Urban areas growing at 2 percent per year will double their populations in just
36 years. At this rate, development takes place so rapidly that people can
almost see it from day to day. Highways get more crowded, open space fills up,
and sleepy towns around the urban fringes quickly become urban centers as new
homes, offices, and shopping malls sprawl across the countryside.
Not counting immigration, the population of the U.S. is barely growing, and
probably won't double for at least 150 years. But this near-zero population
growth disguises major shifts in the populations of U.S. regions. In great
numbers, Americans are fleeing the climatically inhospitable and densely
populated Northeast and Midwest for the sunny South and the thinly populated
West.
Annual population growth rates between 1990 and 1995. Source: Census Bureau.
- The Census Bureau says that the ten fastest-growing states in the nation
since 1990 are all in the West, all of them growing faster than 2 percent per
year. All but one of the top twenty are in the West or South.
- The nation's 40 fastest-growing urban areas, 33 of which are growing
faster than 2 percent per year, are all in the West or South.
Rapid growth
means that many southern and western communities are experiencing serious
"growing pains." In a few states, including Alaska, Montana, and Wyoming, the
rural areas in these states are growing faster than cities. This suggests that
growth is actually two different types of problems:
- The rapid growth of urban areas, especially southern and western cities of
about a quarter million people or more, which are magnets for service and
high-tech industries looking for a high quality of life for their employees.
- The growth of rural areas, where retirees, trust fund babies, and
telecommuters are attracted by scenery, open space, and low population
densities.

→ TASK
Answer these questions using the passage on U.S. population growth:
(a) How many years does it take an urban area growing at 2 percent per year to double its population?
(b) Of the nation's 40 fastest-growing urban areas, how many are growing faster than 2 percent per year?
(c) Which three states are named as having rural areas that are growing faster than their cities?
Answer from the text alone, without outside sources.

→ DATA LISTING
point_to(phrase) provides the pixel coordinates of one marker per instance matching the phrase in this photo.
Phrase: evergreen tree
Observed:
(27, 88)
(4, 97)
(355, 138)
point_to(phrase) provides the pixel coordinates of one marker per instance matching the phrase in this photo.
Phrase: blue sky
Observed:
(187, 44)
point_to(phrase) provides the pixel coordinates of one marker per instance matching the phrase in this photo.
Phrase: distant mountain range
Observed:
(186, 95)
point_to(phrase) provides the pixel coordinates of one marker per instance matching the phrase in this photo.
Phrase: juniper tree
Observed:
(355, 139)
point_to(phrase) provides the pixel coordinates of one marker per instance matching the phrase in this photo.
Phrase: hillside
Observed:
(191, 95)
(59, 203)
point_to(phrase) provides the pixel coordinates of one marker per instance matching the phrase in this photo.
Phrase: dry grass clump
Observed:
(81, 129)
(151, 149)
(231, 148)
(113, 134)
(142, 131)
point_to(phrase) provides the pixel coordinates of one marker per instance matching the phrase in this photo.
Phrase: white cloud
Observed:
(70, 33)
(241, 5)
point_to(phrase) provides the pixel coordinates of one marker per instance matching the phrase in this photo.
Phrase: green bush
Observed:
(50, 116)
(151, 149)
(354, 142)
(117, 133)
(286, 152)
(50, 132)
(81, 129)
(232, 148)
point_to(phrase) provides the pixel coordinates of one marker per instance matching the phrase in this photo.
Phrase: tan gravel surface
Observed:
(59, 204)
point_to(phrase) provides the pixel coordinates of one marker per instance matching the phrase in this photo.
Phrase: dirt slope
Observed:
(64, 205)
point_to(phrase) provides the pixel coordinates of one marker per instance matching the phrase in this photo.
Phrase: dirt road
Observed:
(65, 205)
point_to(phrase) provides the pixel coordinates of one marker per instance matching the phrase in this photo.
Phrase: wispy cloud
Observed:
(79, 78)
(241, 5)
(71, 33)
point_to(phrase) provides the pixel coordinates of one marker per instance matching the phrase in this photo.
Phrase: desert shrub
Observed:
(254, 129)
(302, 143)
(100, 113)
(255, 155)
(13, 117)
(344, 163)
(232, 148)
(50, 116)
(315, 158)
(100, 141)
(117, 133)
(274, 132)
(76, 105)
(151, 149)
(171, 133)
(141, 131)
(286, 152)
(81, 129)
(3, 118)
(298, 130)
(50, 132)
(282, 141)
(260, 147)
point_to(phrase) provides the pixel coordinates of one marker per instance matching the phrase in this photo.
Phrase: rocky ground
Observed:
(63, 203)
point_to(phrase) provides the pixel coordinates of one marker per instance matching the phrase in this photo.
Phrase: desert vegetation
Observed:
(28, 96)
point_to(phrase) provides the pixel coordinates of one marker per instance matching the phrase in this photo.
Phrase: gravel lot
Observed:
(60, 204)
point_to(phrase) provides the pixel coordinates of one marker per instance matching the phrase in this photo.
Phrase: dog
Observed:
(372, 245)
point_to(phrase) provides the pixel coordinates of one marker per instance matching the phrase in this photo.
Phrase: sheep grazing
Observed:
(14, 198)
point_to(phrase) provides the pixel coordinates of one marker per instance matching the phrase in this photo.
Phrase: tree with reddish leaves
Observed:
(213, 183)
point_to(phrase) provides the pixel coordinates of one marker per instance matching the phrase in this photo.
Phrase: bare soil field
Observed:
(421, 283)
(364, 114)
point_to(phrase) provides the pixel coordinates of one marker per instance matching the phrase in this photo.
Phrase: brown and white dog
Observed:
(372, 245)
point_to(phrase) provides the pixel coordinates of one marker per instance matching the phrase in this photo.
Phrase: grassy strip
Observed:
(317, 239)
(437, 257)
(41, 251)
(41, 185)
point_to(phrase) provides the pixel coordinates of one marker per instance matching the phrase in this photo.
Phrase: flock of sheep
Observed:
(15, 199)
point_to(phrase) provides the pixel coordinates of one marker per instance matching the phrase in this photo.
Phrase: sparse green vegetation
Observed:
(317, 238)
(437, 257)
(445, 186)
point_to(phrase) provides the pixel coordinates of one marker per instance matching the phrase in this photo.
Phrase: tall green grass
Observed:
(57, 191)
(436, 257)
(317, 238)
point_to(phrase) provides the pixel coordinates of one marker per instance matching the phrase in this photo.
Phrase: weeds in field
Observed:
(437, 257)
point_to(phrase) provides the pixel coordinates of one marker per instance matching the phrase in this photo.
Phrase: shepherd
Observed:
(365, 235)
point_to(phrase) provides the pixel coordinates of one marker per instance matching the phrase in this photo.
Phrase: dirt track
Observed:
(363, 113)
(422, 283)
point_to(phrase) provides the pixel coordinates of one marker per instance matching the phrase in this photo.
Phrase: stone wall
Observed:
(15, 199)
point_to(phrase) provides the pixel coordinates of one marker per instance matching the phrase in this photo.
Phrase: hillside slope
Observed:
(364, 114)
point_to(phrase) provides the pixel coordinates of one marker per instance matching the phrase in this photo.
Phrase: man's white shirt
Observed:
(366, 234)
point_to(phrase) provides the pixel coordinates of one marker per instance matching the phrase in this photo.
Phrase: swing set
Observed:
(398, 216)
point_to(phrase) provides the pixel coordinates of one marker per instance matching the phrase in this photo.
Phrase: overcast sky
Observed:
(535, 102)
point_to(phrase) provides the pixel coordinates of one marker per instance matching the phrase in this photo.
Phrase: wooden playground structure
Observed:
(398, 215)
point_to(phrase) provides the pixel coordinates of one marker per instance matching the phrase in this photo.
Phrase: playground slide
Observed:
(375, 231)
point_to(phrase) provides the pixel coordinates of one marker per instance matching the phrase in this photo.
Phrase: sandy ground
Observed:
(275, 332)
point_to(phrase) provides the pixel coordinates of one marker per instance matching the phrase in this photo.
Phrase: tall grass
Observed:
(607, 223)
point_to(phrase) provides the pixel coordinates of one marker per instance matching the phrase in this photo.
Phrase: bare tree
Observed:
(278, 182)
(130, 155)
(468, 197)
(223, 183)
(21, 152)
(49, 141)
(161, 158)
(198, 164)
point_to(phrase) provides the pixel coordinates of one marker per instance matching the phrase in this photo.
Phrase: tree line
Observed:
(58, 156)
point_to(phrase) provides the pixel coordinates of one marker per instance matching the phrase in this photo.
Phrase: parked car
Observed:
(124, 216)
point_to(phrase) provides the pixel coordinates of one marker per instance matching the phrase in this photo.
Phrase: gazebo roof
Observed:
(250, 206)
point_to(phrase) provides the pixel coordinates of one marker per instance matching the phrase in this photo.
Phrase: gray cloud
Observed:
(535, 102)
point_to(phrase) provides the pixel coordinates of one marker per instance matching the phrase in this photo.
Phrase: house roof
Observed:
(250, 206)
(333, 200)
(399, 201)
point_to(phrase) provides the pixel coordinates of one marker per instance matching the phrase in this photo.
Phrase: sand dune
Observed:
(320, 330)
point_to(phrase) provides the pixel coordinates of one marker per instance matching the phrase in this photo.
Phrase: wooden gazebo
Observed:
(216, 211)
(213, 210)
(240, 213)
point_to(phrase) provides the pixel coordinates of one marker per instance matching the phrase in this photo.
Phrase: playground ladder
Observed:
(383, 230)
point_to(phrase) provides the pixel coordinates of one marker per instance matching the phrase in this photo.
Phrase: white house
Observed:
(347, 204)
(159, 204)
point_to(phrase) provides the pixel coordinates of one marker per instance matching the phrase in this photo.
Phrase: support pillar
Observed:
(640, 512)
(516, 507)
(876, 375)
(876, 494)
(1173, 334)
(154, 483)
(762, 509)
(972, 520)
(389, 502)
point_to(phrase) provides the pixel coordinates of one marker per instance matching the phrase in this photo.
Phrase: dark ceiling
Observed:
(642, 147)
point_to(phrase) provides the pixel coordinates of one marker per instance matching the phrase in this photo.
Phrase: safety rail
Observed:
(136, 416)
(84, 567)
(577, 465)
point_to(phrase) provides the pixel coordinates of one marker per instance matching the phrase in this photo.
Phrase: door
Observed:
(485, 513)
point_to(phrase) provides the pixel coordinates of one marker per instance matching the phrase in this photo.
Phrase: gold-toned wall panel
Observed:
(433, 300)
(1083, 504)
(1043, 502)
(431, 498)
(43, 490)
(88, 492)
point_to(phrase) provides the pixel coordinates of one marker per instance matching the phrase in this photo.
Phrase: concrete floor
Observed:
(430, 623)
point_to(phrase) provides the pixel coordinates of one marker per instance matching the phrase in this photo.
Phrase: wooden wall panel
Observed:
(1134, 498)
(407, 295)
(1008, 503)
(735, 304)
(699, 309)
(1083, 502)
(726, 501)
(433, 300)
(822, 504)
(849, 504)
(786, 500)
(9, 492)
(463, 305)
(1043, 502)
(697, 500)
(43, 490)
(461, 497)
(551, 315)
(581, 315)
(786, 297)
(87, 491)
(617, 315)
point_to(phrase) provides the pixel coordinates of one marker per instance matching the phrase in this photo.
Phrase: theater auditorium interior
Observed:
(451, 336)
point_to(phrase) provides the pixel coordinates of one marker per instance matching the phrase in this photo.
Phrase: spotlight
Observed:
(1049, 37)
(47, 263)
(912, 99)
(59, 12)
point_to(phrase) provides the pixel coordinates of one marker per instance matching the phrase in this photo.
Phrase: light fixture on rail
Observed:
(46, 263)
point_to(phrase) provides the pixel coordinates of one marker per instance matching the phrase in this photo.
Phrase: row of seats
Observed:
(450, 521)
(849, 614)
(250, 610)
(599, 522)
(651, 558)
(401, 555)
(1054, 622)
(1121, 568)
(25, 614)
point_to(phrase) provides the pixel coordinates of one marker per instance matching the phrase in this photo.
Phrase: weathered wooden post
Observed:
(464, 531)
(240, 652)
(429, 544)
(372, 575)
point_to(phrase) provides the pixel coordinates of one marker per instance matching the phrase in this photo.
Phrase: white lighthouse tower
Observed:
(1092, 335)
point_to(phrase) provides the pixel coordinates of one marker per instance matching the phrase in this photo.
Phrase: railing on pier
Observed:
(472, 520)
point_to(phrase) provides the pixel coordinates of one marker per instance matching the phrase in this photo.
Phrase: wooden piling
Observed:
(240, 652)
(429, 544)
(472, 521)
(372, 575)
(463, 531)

→ THE COMPLETED TASK
(a) 36 years
(b) 33
(c) Alaska, Montana, and Wyoming